▸ Task to carry out
Substitute "State" for "Report" in the lines starting at the one containing "Teacher note: indicate the horse rider" and ending at the one containing "point(304, 153)", keeping everything else the same. Return only those lines.

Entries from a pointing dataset

# # # # #

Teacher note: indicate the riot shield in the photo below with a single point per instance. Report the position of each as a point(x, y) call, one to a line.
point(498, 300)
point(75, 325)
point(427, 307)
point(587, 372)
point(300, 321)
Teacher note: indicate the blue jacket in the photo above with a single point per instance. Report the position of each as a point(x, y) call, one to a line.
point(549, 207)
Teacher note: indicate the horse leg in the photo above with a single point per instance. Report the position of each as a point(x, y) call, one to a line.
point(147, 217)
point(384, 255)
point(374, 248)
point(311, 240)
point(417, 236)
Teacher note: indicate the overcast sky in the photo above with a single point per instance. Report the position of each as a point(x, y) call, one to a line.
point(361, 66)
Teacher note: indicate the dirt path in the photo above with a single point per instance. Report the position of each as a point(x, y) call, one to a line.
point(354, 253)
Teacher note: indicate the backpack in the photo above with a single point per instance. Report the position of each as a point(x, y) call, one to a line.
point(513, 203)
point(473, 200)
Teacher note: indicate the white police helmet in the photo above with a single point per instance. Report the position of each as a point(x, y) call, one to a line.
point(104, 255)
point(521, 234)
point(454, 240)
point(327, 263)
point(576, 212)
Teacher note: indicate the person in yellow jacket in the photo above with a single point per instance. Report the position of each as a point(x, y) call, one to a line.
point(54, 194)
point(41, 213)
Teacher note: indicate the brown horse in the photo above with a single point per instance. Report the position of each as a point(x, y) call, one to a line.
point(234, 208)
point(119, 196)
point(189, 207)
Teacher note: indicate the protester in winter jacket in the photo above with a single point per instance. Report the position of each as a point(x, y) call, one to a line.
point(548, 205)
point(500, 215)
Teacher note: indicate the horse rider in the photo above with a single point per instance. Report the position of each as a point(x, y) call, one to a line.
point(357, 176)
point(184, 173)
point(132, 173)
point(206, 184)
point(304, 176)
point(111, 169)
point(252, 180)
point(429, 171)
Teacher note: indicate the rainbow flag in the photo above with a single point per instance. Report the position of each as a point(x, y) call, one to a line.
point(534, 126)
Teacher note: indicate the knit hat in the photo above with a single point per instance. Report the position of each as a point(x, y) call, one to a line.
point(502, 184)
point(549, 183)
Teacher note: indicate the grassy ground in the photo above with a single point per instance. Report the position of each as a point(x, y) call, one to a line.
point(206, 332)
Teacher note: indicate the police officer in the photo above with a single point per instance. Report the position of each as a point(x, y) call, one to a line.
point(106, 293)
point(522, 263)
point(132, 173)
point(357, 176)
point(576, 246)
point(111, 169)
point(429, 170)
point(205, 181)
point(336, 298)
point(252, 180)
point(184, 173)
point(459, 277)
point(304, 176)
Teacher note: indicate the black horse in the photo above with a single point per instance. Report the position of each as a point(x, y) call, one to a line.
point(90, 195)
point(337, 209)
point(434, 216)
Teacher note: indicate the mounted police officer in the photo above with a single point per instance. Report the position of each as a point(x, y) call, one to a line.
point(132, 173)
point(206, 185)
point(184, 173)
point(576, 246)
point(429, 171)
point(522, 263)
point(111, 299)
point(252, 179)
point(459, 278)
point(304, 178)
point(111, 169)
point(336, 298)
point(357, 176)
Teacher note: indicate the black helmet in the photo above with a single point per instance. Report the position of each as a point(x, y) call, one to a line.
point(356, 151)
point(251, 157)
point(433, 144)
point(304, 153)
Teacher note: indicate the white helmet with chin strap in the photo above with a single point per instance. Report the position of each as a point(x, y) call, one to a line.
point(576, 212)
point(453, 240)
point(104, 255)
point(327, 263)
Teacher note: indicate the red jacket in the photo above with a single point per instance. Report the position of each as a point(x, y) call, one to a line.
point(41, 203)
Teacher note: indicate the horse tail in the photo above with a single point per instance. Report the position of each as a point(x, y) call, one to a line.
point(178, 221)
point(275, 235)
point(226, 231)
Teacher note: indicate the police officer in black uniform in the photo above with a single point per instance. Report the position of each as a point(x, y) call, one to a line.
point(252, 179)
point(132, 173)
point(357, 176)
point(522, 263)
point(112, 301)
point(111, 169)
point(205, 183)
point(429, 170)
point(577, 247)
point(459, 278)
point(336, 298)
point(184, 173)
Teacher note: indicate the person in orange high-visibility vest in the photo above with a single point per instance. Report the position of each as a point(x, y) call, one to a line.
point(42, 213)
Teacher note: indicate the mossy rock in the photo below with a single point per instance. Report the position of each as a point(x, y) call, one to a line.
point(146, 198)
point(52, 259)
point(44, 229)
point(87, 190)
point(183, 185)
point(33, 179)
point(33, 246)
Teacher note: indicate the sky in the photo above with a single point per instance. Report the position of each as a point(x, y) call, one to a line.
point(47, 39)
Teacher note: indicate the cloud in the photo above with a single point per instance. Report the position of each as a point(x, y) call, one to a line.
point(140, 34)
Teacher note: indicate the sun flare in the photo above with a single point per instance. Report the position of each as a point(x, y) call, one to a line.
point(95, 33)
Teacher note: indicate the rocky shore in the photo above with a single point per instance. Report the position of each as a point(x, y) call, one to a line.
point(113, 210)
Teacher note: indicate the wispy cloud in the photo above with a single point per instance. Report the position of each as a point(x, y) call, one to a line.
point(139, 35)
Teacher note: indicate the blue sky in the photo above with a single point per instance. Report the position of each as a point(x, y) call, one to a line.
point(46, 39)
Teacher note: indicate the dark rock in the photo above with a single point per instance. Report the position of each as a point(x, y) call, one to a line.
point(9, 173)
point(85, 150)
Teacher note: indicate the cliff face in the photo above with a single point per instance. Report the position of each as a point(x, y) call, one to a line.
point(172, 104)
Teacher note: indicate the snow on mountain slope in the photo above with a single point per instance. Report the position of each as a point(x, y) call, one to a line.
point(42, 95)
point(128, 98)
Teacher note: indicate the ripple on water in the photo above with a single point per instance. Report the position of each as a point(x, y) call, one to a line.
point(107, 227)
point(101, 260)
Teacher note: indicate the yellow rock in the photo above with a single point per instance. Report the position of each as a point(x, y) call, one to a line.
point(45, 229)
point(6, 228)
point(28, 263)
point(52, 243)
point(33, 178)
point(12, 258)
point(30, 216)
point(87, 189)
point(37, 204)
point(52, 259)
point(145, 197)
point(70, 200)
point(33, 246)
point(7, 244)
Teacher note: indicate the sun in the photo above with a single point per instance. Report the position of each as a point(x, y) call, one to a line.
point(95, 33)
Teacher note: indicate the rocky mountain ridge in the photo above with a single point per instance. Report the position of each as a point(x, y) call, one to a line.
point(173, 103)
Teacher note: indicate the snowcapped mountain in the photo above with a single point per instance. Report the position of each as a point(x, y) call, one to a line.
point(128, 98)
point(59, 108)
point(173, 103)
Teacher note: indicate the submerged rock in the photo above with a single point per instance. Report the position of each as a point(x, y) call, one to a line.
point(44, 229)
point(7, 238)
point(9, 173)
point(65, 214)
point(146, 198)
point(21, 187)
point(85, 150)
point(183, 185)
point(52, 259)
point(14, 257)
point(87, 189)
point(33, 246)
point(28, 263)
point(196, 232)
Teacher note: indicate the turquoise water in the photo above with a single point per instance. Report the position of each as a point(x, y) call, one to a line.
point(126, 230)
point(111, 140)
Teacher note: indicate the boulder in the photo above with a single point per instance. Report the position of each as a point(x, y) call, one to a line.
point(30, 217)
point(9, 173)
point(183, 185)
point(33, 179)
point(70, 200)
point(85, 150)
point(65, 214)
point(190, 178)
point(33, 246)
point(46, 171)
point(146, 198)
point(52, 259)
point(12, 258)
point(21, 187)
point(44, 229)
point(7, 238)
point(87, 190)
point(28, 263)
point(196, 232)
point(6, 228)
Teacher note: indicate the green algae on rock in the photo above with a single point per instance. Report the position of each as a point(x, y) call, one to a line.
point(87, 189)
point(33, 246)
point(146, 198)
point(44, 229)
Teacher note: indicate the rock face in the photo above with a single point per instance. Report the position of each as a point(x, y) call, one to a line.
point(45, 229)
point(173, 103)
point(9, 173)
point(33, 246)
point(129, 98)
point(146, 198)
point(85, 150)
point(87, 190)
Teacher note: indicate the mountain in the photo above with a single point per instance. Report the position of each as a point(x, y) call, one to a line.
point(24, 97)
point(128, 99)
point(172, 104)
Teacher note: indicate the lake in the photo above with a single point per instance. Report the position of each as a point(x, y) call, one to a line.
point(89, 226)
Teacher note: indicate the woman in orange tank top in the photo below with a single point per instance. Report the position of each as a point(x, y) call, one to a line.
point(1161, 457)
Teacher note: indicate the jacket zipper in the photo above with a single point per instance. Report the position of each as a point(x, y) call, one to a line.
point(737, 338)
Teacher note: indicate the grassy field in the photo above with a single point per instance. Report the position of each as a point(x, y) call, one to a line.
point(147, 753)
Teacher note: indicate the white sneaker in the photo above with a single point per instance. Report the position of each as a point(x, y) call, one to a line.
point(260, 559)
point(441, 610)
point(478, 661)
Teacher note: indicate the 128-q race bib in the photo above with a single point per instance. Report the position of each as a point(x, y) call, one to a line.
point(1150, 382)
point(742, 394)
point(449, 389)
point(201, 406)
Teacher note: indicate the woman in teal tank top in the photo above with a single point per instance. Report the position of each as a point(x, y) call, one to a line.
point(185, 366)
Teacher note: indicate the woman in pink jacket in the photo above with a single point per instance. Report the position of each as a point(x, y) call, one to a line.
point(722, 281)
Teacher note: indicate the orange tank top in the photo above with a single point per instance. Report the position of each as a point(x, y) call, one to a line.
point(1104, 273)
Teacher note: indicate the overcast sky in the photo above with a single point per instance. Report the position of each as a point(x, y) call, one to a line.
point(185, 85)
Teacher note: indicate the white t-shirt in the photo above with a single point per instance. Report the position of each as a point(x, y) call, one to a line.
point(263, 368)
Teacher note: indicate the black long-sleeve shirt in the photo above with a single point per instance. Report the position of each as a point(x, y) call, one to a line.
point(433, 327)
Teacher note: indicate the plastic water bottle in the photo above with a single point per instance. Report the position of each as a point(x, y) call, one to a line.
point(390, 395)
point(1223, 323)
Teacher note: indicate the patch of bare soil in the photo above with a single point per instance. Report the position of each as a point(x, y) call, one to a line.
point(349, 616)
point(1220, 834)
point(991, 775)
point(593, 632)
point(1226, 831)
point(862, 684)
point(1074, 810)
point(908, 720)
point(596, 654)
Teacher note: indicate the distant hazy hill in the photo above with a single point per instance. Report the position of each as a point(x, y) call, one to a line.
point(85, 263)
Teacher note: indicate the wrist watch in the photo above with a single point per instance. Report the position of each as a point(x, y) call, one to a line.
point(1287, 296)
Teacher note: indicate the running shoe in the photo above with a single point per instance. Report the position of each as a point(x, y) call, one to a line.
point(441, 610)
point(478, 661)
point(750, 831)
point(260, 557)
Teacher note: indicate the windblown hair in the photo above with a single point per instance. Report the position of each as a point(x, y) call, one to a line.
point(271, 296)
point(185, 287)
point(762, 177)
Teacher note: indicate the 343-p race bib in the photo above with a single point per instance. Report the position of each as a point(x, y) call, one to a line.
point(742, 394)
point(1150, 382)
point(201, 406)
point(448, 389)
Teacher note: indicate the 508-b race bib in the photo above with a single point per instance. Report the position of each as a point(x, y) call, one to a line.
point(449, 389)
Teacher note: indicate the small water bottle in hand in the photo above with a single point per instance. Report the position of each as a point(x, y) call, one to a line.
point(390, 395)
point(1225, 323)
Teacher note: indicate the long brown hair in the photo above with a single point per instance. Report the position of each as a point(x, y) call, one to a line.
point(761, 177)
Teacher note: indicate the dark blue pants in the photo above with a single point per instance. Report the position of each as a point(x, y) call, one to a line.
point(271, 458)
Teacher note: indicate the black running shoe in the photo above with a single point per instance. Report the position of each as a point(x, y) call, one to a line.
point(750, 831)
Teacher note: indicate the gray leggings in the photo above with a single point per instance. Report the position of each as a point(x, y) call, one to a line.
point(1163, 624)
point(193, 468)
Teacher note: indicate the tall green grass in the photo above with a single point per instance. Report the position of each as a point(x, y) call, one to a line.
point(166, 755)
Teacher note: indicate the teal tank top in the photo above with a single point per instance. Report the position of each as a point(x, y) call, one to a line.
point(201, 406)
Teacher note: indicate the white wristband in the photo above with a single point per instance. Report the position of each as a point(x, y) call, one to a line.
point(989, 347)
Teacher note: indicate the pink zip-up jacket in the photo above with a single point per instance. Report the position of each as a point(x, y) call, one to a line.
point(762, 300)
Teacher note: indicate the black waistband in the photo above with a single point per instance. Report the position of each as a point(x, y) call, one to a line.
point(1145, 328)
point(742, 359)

# # # # #

▸ Response
Teacher note: indicate the horse rider in the photo above with a single point per instance. State the position of each as a point(x, y) call, one to a line.
point(357, 176)
point(184, 173)
point(132, 173)
point(206, 184)
point(304, 176)
point(111, 169)
point(252, 180)
point(429, 171)
Teacher note: indicate the rainbow flag in the photo above with a single point per instance. State the position of each as a point(x, y) call, one to a line.
point(534, 126)
Teacher note: indicate the knit hat in the photo above with a single point per instance. State the position of each as a point(x, y) call, one to a line.
point(502, 184)
point(549, 183)
Teacher note: indicate the grassy ground in the photo above with a single point per instance. State the position of each as a point(x, y) call, one to a line.
point(206, 332)
Teacher note: indicate the police officer in the photo above with a single point per instance. State the position of each as a point(x, y) call, one to a line.
point(106, 293)
point(522, 263)
point(132, 173)
point(357, 176)
point(576, 246)
point(111, 169)
point(429, 170)
point(205, 181)
point(336, 298)
point(252, 180)
point(184, 173)
point(459, 277)
point(304, 176)
Teacher note: indicate the black horse in the photo above with a single point per instance. State the position of each as a point(x, y) call, one to a line.
point(90, 195)
point(337, 209)
point(434, 216)
Teacher note: indicate the mounted police officer in the photo above with a single point per instance. State the position of each as a point(x, y) call, one to a line.
point(132, 173)
point(206, 185)
point(184, 173)
point(576, 246)
point(429, 171)
point(522, 263)
point(111, 299)
point(252, 179)
point(459, 278)
point(304, 178)
point(111, 169)
point(336, 298)
point(357, 176)
Teacher note: indicate the black helmet in the photo above with a single point per instance. State the position of each as a point(x, y) call, one to a line.
point(356, 151)
point(251, 157)
point(433, 144)
point(304, 153)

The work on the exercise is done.